### Problem to work on
Every entry must be transcribed exactly. Pictures are not part of the copy.

### Extracted information
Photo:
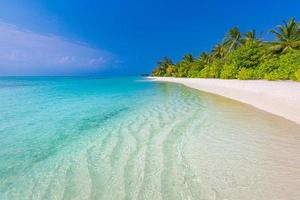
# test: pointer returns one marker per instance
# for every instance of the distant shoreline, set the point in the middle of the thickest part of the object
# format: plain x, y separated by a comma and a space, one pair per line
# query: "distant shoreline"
281, 98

### Task result
Photo:
# test: pointer returns one marker per instance
# for every instance of the distant shoreline, set the point in the middle of the thickest part of the object
# format: plain x, y separated by a comma and a space, one pair per line
# query: "distant shoreline"
281, 98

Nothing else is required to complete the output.